→ **Provided text**
•••••

Walking to the Smoky Mountains Day 1, May 29
Day 1 Amicalola Visitors Center to Three Forks 15.1 miles (Approach Trail, then 6.1 on BMT)
Walt Whitman opens his “Song of the Open Road” with enthusiasm that is hard to match:
Afoot and light-hearted I take to the open road,
Healthy, free, the world before me,
The long brown path before me leading wherever I choose.
I aspire to light-hearted, healthy and free. Like so many finally crawling out of the husk of pandemic solitude (much like the 17 year cicadas emerging in the woods, dazed by the open), light-hearted is probably not the operant mood. And the joyful sort of health Whitman describes will only result from working hard to transition into a post covid world. Which is just to say, I look forward to feeling light-hearted and light-footed, soon I hope.
I have chosen “a long brown path.” The Benton Mackaye, named after one of the founders of the Appalachian Trail, is a 286 mile footpath beginning on Springer Mountain (the point of commencement for the AT) winding its way northwest through the North Georgia Appalachians crossing into Tennessee then touching North Carolina before traversing the Great Smokey Mountain National Park, ending near Davenport Gap. Unlike the AT, the Benton Mackaye, though well-maintained, is uncrowded, often remote, with little of the support system enjoyed by hikers of the Appalachian Trail.
In true trekker fashion, I included the approach trail up from Amicalola falls (which added 9 miles to the trek—a lot on the first day, a mere whisper on the last). There the path mingled day hikers, weekenders, and some AT section hikers. I think I was the only one heading off on the BMT. There was a large contingent of Boy Scouts on a preparatory hike before leaving for Philmont Ranch in New Mexico. Confident, exuberant, and loud, I was happy to be walking a different trail (though we did camp together at Three Forks, a point where the two trails cross).

•••••

→ **Source material**
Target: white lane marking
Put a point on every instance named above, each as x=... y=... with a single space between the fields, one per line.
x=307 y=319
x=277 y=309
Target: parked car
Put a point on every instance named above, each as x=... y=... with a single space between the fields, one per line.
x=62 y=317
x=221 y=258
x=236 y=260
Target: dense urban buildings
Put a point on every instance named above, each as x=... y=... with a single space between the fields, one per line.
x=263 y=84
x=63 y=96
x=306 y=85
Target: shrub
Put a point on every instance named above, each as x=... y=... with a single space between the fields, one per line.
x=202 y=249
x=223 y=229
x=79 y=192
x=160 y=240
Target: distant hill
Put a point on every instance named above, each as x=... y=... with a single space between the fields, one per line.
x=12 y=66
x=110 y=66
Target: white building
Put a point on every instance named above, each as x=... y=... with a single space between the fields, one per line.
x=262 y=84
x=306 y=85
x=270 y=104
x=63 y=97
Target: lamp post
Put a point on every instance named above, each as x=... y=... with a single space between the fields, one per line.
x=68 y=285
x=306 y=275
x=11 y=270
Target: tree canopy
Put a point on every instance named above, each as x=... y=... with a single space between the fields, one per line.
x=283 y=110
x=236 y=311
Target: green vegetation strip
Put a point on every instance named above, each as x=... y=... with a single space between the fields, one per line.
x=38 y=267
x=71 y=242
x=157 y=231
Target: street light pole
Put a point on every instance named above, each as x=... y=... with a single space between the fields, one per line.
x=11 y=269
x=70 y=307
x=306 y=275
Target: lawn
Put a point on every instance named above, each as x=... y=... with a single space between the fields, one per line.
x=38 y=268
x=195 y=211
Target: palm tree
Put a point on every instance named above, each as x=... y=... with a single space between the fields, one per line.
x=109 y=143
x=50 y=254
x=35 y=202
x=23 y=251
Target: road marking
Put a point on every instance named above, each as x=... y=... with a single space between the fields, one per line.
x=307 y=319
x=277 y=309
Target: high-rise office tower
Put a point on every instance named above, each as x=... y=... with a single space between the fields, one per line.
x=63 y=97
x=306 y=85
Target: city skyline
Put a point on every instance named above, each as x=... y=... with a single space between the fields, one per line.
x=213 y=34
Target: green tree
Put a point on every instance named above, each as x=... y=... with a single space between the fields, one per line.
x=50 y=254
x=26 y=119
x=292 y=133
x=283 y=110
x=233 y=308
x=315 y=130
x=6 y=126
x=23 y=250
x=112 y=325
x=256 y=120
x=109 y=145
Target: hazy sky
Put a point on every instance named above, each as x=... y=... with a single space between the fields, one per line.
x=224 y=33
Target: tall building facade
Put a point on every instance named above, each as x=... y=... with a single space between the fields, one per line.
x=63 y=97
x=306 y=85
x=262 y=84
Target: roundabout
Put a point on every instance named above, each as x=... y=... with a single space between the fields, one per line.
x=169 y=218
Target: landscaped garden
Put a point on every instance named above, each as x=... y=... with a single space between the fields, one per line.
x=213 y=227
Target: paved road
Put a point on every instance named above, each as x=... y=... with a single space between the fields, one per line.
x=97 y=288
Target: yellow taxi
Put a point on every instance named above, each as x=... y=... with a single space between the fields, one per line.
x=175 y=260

•••••

→ **Assignment A**
Summarize the Benton Mackaye hiking journal in two sentences.
→ **Assignment B**
Give a continuation of the Benton Mackaye hiking journal, beginning after its final sentence.

→ **Result A**
On the first day of a walk toward the Smoky Mountains, the writer, who hopes to feel light-hearted and free in the manner of Whitman's "Song of the Open Road" after pandemic solitude, hiked 15.1 miles from the Amicalola Visitors Center to Three Forks. The chosen route, the 286-mile Benton Mackaye Trail running from Springer Mountain to near Davenport Gap, is uncrowded and often remote, and that first day included the approach trail from Amicalola Falls and a night camped at Three Forks alongside a large group of Boy Scouts.

→ **Result B**
I think I come at this trek in a mode different from all those others documented in this blog (and the many I took before starting WalkingHome). The need to flush away what has felt like some kind of pandemic-induced fugue state is front of mind, so I find myself desiring more from this saunter than I expected from others. In the spirit of Whitman’s “Open Road”:
Now I re-examine philosophies and religions,
They may prove well in lecture-rooms, yet not prove at all under the spacious clouds and along the landscape and flowing currents.
******
Let the paper remain on the desk unwritten, and the book on the shelf unopen’d!
Let the tools remain in the workshop! let the money remain unearn’d!
I have to admit that today I unable to leave behind lecture rooms, unwritten papers, and books on shelves. Throughout the walk I was preoccupied with life back in the flatlands. And I have to further admit that, even though my gear set-up performed well (see Inventory), my body did not. 15 months of the same thing, day in and day out, have clearly taken their toll, and I suspect it will take some time to get back to trekking fitness (mental and physical).
But, for a sense of optimism, I turn once again to Walt:
The earth never tires,
The earth is rude, silent, incomprehensible at first, Nature is rude and incomprehensible at first,
Be not discouraged, keep on, there are divine things well envelop’d,
I swear to you there are divine things more beautiful than words can tell.
Allons!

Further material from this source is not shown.